Given instruction: Rewrite every line of the data below as a Markdown table with the columns "Row" and "Text," numbering the rows in order and skipping blank lines. Leave the pictures out of the table.

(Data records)
* * * * * * * * *
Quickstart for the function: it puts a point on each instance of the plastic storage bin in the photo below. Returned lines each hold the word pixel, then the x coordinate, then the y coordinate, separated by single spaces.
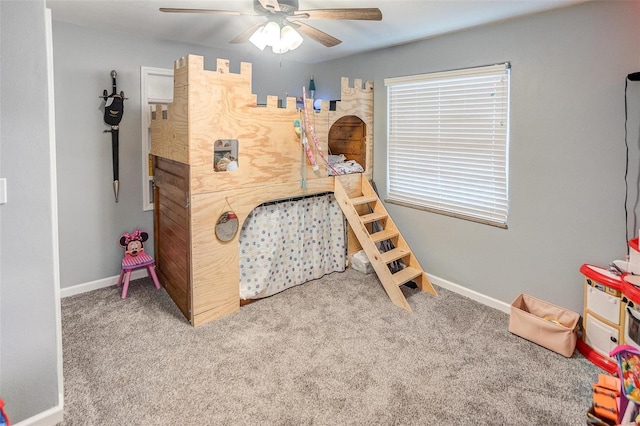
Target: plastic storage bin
pixel 543 323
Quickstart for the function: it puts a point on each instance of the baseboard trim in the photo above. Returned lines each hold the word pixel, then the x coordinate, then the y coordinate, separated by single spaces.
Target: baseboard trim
pixel 471 294
pixel 97 284
pixel 50 417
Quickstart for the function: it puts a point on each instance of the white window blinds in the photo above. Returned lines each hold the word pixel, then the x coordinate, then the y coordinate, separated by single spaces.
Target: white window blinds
pixel 448 142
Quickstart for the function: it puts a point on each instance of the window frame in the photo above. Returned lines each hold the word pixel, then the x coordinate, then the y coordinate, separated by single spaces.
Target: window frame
pixel 465 157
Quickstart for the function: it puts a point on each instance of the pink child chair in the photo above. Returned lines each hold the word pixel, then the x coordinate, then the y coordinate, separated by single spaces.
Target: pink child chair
pixel 135 258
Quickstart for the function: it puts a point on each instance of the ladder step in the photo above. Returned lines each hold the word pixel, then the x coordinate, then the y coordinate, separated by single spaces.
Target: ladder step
pixel 385 234
pixel 406 275
pixel 363 200
pixel 394 254
pixel 372 217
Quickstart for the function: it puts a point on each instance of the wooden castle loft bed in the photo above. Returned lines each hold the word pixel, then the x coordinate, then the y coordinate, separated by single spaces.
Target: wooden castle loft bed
pixel 214 121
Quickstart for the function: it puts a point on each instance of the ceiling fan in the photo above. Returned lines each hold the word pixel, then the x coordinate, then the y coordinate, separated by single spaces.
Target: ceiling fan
pixel 286 13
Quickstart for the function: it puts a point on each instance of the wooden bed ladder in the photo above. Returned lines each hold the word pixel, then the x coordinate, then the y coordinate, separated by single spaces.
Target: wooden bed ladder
pixel 362 212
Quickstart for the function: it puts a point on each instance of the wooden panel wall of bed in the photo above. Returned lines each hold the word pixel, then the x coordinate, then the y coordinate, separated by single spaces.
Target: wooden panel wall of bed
pixel 200 272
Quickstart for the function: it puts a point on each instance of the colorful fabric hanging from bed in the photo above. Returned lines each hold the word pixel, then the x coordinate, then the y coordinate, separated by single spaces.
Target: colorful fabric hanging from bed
pixel 288 243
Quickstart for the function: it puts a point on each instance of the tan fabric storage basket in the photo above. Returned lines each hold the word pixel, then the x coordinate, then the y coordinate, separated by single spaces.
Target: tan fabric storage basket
pixel 543 323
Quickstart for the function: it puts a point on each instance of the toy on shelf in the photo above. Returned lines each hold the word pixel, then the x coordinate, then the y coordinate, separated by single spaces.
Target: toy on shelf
pixel 628 359
pixel 135 258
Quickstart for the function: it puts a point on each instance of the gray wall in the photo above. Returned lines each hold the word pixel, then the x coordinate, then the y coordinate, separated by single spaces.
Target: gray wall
pixel 567 153
pixel 29 338
pixel 90 220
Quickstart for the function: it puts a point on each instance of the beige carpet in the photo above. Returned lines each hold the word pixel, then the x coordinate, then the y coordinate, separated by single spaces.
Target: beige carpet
pixel 334 351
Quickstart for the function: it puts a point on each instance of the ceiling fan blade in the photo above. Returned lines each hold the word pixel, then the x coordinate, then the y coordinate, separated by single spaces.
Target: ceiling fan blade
pixel 245 35
pixel 209 11
pixel 360 14
pixel 315 34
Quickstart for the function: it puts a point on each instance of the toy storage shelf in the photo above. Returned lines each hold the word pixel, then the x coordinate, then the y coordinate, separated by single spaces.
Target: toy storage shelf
pixel 602 320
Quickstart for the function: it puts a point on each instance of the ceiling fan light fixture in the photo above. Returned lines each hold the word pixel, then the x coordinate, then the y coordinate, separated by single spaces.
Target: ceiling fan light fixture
pixel 280 40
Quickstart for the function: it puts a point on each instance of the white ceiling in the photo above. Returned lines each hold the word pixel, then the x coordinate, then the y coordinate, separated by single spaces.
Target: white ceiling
pixel 402 21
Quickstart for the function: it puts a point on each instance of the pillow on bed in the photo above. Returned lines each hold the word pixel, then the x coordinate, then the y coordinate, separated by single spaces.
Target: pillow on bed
pixel 336 158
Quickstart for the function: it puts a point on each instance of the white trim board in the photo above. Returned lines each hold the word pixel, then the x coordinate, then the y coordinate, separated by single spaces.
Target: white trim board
pixel 52 416
pixel 97 284
pixel 441 282
pixel 471 294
* * * * * * * * *
Answer to the exercise:
| Row | Text |
|---|---|
| 1 | Quickstart for the function: it puts a point on each instance of the plastic storage bin in the photo below. Returned lines each hold the word pixel, then the x coordinate, then the y coordinate, separated by single spaces. |
| 2 | Target: plastic storage bin |
| 3 | pixel 543 323 |
| 4 | Quickstart for the function: it puts a point on each instance of the baseboard trim in the photo above. Returned lines each hold the word pixel, then the x coordinate, then the y coordinate, separated by single spaces. |
| 5 | Target: baseboard trim |
| 6 | pixel 471 294 |
| 7 | pixel 97 284 |
| 8 | pixel 50 417 |
| 9 | Quickstart for the function: it puts a point on each instance of the white window blinds in the photo above. Returned lines each hold the word pixel, then the x coordinate, then the y coordinate, separated by single spaces. |
| 10 | Target: white window blinds |
| 11 | pixel 448 142 |
| 12 | Quickstart for the function: it puts a point on each instance of the window frame in the photo above. Returned lines each hold the word pixel, then the x coordinate, then the y coordinate, separated by single spaces. |
| 13 | Target: window frame |
| 14 | pixel 465 157 |
| 15 | Quickstart for the function: it puts a point on each instance of the pink child chair in the photo above. Returned lines each hold the word pixel, then the x coordinate, then the y coordinate, separated by single spaces. |
| 16 | Target: pink child chair |
| 17 | pixel 135 258 |
| 18 | Quickstart for the function: it puts a point on each instance of the ladder step in the photo above. Returned lines each hold the word pixel, then the x coordinate, then the y coordinate, separated by single spaces. |
| 19 | Target: ladder step |
| 20 | pixel 385 234 |
| 21 | pixel 406 275 |
| 22 | pixel 363 200 |
| 23 | pixel 394 254 |
| 24 | pixel 372 217 |
| 25 | Quickstart for the function: it puts a point on each instance of the wooden castle loft bed in the photo above. Returned lines each hold the word pixel, then the x coordinate, then the y coordinate, separated by single spaces. |
| 26 | Target: wooden castle loft bed |
| 27 | pixel 214 121 |
| 28 | Quickstart for the function: it puts a point on each instance of the ceiling fan in the photo above. Returned lines each hold the word pixel, then the x coordinate, then the y coordinate, separated by single spaces. |
| 29 | Target: ceiling fan |
| 30 | pixel 286 13 |
| 31 | Quickstart for the function: it puts a point on each instance of the wooden bed ladder in the photo above. Returned lines each hold the word pixel, then the x coordinate, then the y coordinate, separated by single spaces. |
| 32 | Target: wooden bed ladder |
| 33 | pixel 362 212 |
| 34 | Quickstart for the function: it puts a point on each instance of the wooden panel wall of bed in the photo above. Returned lines each hold the word pixel, then the x coordinate, then the y coordinate, separated by single spaces. |
| 35 | Target: wooden panel wall of bed |
| 36 | pixel 200 272 |
| 37 | Quickstart for the function: it puts a point on each instance of the colorful fabric hanging from bed in the photo above. Returned lines each hold the word pixel, then the x coordinate, then the y coordinate, separated by single spaces. |
| 38 | Target: colorful fabric hanging from bed |
| 39 | pixel 288 243 |
| 40 | Quickstart for the function: it puts a point on each instance of the tan fabric storage basket in the photo above. Returned lines each hold the word pixel, then the x coordinate, then the y coordinate, separated by single spaces. |
| 41 | Target: tan fabric storage basket |
| 42 | pixel 543 323 |
| 43 | Quickstart for the function: it puts a point on each instance of the toy on shelf in the photo above. Returned lines each hold the word pixel, then the x coordinate, then the y coordinate, separated by single spaces. |
| 44 | Target: toy on shelf |
| 45 | pixel 628 359 |
| 46 | pixel 135 258 |
| 47 | Quickstart for the function: it puts a point on each instance of the gray wall in the photo above. Returned lines each hold the word pixel, then the x coordinate, then the y coordinate, separated by single spaces. |
| 48 | Target: gray wall |
| 49 | pixel 567 153 |
| 50 | pixel 29 338 |
| 51 | pixel 90 220 |
| 52 | Quickstart for the function: it puts a point on each instance of the beige carpet in the photo above. Returned lines each hold the word pixel, then the x coordinate, then the y coordinate, separated by single spaces. |
| 53 | Target: beige carpet |
| 54 | pixel 334 351 |
| 55 | Quickstart for the function: it puts a point on each instance of the ceiling fan blade in the photo above. Returned lines each hold the word pixel, then the x coordinate, then the y coordinate, separated by single spaces. |
| 56 | Target: ceiling fan blade |
| 57 | pixel 245 35 |
| 58 | pixel 209 11 |
| 59 | pixel 360 14 |
| 60 | pixel 315 34 |
| 61 | Quickstart for the function: it puts a point on each instance of the toy storage shelf in the photo above. Returned lines each hold the word pixel, then the x coordinate, then the y coordinate, separated by single spaces. |
| 62 | Target: toy storage shelf |
| 63 | pixel 602 320 |
| 64 | Quickstart for the function: it puts a point on each instance of the ceiling fan light fixture in the photo above. Returned lines each hold the word pixel, then the x coordinate, then the y coordinate, separated by single spaces. |
| 65 | Target: ceiling fan light fixture |
| 66 | pixel 280 40 |
| 67 | Quickstart for the function: it puts a point on each instance of the white ceiling in the photo above. Returned lines each hold the word pixel, then the x coordinate, then the y coordinate, separated by single spaces. |
| 68 | Target: white ceiling |
| 69 | pixel 402 21 |
| 70 | Quickstart for the function: it puts a point on each instance of the pillow on bed in the photo above. Returned lines each hold the word pixel, then the x coordinate, then the y coordinate, separated by single spaces. |
| 71 | Target: pillow on bed |
| 72 | pixel 336 158 |
| 73 | Quickstart for the function: it puts a point on each instance of the white trim board in the photo above. Returned lines each hold the word pixel, then the x coordinate, then the y coordinate, separated by single spaces. |
| 74 | Target: white trim board |
| 75 | pixel 52 416 |
| 76 | pixel 97 284 |
| 77 | pixel 441 282 |
| 78 | pixel 471 294 |